_Work instructions_
Write the line that includes "If you could tag each instance of the wicker" and all subsequent lines, exactly as written, and nothing more.

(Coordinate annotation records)
* * * *

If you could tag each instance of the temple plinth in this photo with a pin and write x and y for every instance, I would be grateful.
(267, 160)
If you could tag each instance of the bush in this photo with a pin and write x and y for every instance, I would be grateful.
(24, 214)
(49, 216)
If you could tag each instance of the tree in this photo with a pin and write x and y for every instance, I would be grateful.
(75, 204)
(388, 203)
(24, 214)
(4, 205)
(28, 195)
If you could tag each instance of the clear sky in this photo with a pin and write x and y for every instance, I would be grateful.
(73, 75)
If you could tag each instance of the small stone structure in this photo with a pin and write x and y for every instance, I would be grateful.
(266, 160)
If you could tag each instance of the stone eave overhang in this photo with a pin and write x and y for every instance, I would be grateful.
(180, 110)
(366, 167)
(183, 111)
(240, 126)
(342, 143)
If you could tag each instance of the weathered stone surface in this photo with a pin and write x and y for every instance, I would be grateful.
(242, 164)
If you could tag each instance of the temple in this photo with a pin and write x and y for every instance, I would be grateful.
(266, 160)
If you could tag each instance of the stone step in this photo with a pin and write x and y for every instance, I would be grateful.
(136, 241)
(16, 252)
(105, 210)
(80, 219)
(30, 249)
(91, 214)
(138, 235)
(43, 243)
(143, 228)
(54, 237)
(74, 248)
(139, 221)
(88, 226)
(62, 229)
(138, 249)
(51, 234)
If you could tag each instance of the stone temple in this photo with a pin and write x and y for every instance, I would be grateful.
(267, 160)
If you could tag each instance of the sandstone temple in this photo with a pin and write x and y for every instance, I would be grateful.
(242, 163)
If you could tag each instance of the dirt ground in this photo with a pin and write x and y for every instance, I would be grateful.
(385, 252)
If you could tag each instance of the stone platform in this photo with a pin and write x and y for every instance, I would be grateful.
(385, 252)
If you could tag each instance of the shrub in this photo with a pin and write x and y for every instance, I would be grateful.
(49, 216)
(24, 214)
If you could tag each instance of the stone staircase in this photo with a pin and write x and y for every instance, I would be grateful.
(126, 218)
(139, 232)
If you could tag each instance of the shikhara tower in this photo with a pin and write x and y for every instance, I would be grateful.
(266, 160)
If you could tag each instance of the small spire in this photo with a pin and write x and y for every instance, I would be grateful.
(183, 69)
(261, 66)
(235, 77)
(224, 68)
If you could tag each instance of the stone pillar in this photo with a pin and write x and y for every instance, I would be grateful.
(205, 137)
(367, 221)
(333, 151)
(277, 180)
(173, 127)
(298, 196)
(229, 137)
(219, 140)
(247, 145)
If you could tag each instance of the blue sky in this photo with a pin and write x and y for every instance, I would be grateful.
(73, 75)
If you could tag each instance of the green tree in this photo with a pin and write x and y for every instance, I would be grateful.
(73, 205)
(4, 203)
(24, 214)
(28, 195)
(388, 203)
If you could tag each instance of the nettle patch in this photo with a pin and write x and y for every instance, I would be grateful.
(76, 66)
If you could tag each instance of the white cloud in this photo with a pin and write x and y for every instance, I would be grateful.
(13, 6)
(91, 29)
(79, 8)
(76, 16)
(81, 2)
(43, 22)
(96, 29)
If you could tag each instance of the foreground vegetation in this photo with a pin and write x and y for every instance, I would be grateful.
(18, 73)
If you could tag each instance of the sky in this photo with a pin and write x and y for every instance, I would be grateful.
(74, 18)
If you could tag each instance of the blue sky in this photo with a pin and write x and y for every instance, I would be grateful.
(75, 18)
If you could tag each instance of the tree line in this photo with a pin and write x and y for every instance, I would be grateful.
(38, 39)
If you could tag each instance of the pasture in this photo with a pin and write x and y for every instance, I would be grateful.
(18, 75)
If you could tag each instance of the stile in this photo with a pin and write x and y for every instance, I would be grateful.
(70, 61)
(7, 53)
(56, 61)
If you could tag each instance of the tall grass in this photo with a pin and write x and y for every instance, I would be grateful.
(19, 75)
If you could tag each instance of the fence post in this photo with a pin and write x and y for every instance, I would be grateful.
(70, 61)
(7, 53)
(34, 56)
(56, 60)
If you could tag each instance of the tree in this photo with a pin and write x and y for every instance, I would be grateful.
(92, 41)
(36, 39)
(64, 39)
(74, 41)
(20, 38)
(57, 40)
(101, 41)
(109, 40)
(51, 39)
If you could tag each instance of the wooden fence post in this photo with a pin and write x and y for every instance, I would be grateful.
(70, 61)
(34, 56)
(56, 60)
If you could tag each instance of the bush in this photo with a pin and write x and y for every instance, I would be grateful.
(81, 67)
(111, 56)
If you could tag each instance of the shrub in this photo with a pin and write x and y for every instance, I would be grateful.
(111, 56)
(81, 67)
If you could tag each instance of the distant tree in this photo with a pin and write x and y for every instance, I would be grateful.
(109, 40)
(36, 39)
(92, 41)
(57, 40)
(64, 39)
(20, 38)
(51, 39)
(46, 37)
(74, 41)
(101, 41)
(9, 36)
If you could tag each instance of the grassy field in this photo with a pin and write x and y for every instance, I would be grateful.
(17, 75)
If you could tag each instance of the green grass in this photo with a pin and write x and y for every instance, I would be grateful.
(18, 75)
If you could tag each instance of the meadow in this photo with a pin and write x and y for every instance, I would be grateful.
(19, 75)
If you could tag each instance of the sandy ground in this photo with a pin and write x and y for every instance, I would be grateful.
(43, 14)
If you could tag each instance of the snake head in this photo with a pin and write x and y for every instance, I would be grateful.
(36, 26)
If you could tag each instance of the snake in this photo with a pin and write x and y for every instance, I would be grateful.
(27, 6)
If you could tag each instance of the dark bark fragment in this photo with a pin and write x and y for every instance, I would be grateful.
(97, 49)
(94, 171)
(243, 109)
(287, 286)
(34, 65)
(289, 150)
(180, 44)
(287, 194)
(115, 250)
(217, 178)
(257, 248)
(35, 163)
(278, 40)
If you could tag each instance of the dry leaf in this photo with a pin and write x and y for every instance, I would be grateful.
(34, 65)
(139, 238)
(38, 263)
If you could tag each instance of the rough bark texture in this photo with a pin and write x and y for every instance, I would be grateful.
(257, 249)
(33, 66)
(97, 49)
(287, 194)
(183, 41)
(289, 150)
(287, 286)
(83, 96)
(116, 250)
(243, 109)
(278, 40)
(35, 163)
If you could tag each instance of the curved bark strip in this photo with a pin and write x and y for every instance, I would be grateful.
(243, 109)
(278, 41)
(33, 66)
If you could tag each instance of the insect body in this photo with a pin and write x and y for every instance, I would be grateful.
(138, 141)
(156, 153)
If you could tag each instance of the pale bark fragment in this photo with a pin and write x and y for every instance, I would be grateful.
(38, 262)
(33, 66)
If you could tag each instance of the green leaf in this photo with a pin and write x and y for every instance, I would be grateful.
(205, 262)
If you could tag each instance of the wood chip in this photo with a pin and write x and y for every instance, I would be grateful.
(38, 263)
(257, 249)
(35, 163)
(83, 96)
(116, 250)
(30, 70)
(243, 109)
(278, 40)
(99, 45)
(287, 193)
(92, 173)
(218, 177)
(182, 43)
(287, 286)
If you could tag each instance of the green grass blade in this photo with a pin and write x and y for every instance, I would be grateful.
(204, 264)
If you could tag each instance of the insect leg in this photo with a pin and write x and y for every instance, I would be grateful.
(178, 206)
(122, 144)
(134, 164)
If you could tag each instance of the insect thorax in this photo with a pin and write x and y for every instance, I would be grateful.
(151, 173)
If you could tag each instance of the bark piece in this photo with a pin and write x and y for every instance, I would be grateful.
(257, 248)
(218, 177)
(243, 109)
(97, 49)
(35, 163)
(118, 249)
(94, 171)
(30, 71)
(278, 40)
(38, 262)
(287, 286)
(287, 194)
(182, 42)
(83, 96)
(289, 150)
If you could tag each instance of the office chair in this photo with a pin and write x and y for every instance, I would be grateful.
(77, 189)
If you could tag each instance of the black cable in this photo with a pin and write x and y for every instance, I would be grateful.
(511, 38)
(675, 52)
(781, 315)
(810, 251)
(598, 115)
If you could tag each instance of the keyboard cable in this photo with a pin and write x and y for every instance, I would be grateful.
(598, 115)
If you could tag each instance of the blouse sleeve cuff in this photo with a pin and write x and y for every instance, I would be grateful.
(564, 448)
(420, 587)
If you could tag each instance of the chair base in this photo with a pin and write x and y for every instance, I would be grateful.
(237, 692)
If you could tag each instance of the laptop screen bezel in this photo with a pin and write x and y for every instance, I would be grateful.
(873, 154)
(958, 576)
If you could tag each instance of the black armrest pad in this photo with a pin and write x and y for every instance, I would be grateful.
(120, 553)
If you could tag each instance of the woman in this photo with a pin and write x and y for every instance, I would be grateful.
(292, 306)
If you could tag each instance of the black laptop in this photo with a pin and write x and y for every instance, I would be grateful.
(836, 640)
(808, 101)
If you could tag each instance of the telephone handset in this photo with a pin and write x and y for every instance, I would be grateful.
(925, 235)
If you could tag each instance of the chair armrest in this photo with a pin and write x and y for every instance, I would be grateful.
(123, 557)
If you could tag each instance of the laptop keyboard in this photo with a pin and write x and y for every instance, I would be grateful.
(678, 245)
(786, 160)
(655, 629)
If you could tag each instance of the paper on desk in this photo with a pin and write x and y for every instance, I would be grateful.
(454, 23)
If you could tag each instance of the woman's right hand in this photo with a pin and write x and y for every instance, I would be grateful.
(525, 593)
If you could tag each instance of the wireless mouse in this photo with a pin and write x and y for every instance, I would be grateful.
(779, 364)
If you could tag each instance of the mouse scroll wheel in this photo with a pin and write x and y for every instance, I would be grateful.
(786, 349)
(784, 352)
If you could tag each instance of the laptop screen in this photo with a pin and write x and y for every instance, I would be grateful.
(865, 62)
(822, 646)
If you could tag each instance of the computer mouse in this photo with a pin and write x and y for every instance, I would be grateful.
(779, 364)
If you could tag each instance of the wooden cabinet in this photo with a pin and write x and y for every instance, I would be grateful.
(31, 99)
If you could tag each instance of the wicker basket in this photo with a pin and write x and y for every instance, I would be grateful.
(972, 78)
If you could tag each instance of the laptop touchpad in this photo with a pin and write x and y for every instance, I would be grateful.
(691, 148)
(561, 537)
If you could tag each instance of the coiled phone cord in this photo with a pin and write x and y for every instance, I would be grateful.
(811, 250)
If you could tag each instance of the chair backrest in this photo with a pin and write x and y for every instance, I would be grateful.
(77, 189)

* * * *

_Finished exercise_
If you could tag each instance of the wicker basket in this photo with a pin and write x and y for every instance, I would be grateful.
(972, 78)
If you could tag each instance of the laptop touchpad in this photo with a pin and write x and y for every instance, I would be grateful.
(691, 148)
(561, 537)
If you could tag each instance of the coiled phone cord in this photo with a pin and write x and y for every instance, I would be grateful.
(811, 250)
If you could tag each instance of the chair backrest in this photo with a pin and write x and y for every instance, I would be grateful.
(77, 189)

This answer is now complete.